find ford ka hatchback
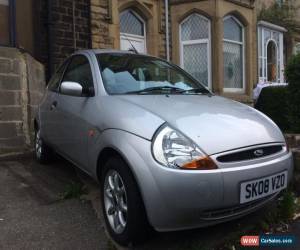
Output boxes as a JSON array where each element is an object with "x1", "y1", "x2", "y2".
[{"x1": 35, "y1": 50, "x2": 294, "y2": 246}]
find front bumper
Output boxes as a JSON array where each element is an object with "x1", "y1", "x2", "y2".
[{"x1": 123, "y1": 136, "x2": 294, "y2": 232}]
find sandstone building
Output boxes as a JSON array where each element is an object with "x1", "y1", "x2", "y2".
[{"x1": 0, "y1": 0, "x2": 299, "y2": 154}]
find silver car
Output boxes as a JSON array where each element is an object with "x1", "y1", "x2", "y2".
[{"x1": 35, "y1": 50, "x2": 293, "y2": 246}]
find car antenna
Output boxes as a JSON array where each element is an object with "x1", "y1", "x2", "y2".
[{"x1": 123, "y1": 33, "x2": 139, "y2": 54}]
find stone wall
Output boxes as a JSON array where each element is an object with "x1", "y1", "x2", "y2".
[
  {"x1": 0, "y1": 47, "x2": 45, "y2": 156},
  {"x1": 90, "y1": 0, "x2": 114, "y2": 49},
  {"x1": 36, "y1": 0, "x2": 91, "y2": 76},
  {"x1": 51, "y1": 0, "x2": 91, "y2": 70}
]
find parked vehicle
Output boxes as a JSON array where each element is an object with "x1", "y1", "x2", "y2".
[{"x1": 35, "y1": 50, "x2": 293, "y2": 246}]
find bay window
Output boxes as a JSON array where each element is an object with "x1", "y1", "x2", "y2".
[{"x1": 223, "y1": 16, "x2": 245, "y2": 92}]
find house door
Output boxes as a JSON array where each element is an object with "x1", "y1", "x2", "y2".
[
  {"x1": 267, "y1": 40, "x2": 278, "y2": 82},
  {"x1": 120, "y1": 10, "x2": 146, "y2": 53}
]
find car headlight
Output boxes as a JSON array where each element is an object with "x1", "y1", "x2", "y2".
[{"x1": 152, "y1": 125, "x2": 217, "y2": 170}]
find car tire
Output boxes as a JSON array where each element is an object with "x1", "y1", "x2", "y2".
[
  {"x1": 101, "y1": 156, "x2": 151, "y2": 246},
  {"x1": 34, "y1": 127, "x2": 53, "y2": 164}
]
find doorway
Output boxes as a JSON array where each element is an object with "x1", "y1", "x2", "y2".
[{"x1": 267, "y1": 40, "x2": 278, "y2": 82}]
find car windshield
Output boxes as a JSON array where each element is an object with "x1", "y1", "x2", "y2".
[{"x1": 97, "y1": 53, "x2": 210, "y2": 95}]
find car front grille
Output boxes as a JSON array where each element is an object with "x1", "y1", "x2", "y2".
[
  {"x1": 216, "y1": 145, "x2": 283, "y2": 163},
  {"x1": 199, "y1": 193, "x2": 278, "y2": 220}
]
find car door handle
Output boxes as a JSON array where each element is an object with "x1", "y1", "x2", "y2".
[{"x1": 50, "y1": 101, "x2": 58, "y2": 110}]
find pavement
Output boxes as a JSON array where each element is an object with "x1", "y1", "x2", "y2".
[
  {"x1": 0, "y1": 156, "x2": 299, "y2": 250},
  {"x1": 0, "y1": 157, "x2": 112, "y2": 250}
]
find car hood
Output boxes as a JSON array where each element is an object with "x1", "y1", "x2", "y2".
[{"x1": 105, "y1": 95, "x2": 284, "y2": 155}]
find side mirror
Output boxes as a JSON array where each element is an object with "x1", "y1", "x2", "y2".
[{"x1": 60, "y1": 81, "x2": 83, "y2": 96}]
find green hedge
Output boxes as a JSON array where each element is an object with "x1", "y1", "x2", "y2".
[
  {"x1": 255, "y1": 86, "x2": 289, "y2": 132},
  {"x1": 286, "y1": 54, "x2": 300, "y2": 133}
]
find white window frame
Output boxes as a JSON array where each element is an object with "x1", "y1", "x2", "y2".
[
  {"x1": 179, "y1": 14, "x2": 212, "y2": 90},
  {"x1": 258, "y1": 22, "x2": 285, "y2": 83},
  {"x1": 223, "y1": 15, "x2": 245, "y2": 93},
  {"x1": 120, "y1": 10, "x2": 147, "y2": 53}
]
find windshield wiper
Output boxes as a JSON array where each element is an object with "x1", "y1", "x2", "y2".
[
  {"x1": 178, "y1": 88, "x2": 212, "y2": 96},
  {"x1": 125, "y1": 86, "x2": 185, "y2": 94},
  {"x1": 125, "y1": 86, "x2": 213, "y2": 96}
]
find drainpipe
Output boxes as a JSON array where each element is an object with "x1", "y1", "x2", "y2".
[
  {"x1": 47, "y1": 0, "x2": 54, "y2": 79},
  {"x1": 165, "y1": 0, "x2": 170, "y2": 61},
  {"x1": 72, "y1": 1, "x2": 77, "y2": 51},
  {"x1": 9, "y1": 0, "x2": 16, "y2": 47}
]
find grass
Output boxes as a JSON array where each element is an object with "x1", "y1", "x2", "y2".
[{"x1": 60, "y1": 181, "x2": 88, "y2": 200}]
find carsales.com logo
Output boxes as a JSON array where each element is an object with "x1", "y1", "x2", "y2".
[{"x1": 241, "y1": 235, "x2": 296, "y2": 247}]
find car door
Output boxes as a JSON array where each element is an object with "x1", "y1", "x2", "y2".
[
  {"x1": 40, "y1": 60, "x2": 69, "y2": 146},
  {"x1": 55, "y1": 54, "x2": 95, "y2": 170}
]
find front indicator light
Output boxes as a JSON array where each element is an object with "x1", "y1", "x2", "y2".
[{"x1": 182, "y1": 156, "x2": 217, "y2": 170}]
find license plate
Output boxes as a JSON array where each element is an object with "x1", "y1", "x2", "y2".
[{"x1": 240, "y1": 171, "x2": 287, "y2": 204}]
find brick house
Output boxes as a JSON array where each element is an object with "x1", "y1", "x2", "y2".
[{"x1": 0, "y1": 0, "x2": 299, "y2": 154}]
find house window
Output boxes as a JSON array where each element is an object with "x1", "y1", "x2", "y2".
[
  {"x1": 120, "y1": 10, "x2": 146, "y2": 53},
  {"x1": 223, "y1": 16, "x2": 245, "y2": 92},
  {"x1": 258, "y1": 24, "x2": 284, "y2": 83},
  {"x1": 179, "y1": 14, "x2": 211, "y2": 89},
  {"x1": 0, "y1": 0, "x2": 10, "y2": 45}
]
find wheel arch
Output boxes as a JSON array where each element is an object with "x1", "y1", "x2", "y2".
[
  {"x1": 96, "y1": 147, "x2": 141, "y2": 188},
  {"x1": 96, "y1": 147, "x2": 121, "y2": 182},
  {"x1": 96, "y1": 146, "x2": 151, "y2": 224}
]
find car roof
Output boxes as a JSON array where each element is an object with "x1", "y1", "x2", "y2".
[
  {"x1": 73, "y1": 49, "x2": 164, "y2": 63},
  {"x1": 74, "y1": 49, "x2": 147, "y2": 56}
]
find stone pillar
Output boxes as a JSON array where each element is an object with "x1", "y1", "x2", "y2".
[
  {"x1": 90, "y1": 0, "x2": 114, "y2": 49},
  {"x1": 0, "y1": 47, "x2": 45, "y2": 156},
  {"x1": 213, "y1": 0, "x2": 224, "y2": 95}
]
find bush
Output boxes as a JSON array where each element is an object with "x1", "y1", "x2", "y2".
[
  {"x1": 278, "y1": 190, "x2": 298, "y2": 222},
  {"x1": 255, "y1": 86, "x2": 289, "y2": 131},
  {"x1": 285, "y1": 53, "x2": 300, "y2": 133}
]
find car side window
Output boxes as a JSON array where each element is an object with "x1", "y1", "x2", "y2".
[
  {"x1": 48, "y1": 60, "x2": 69, "y2": 92},
  {"x1": 61, "y1": 55, "x2": 94, "y2": 91}
]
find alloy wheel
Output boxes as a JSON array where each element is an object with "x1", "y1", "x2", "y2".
[{"x1": 103, "y1": 170, "x2": 128, "y2": 234}]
==*==
What is being asked:
For each line of the material that contains the word "window", make a copy.

Finished task:
find bay window
find white window frame
find house window
find car side window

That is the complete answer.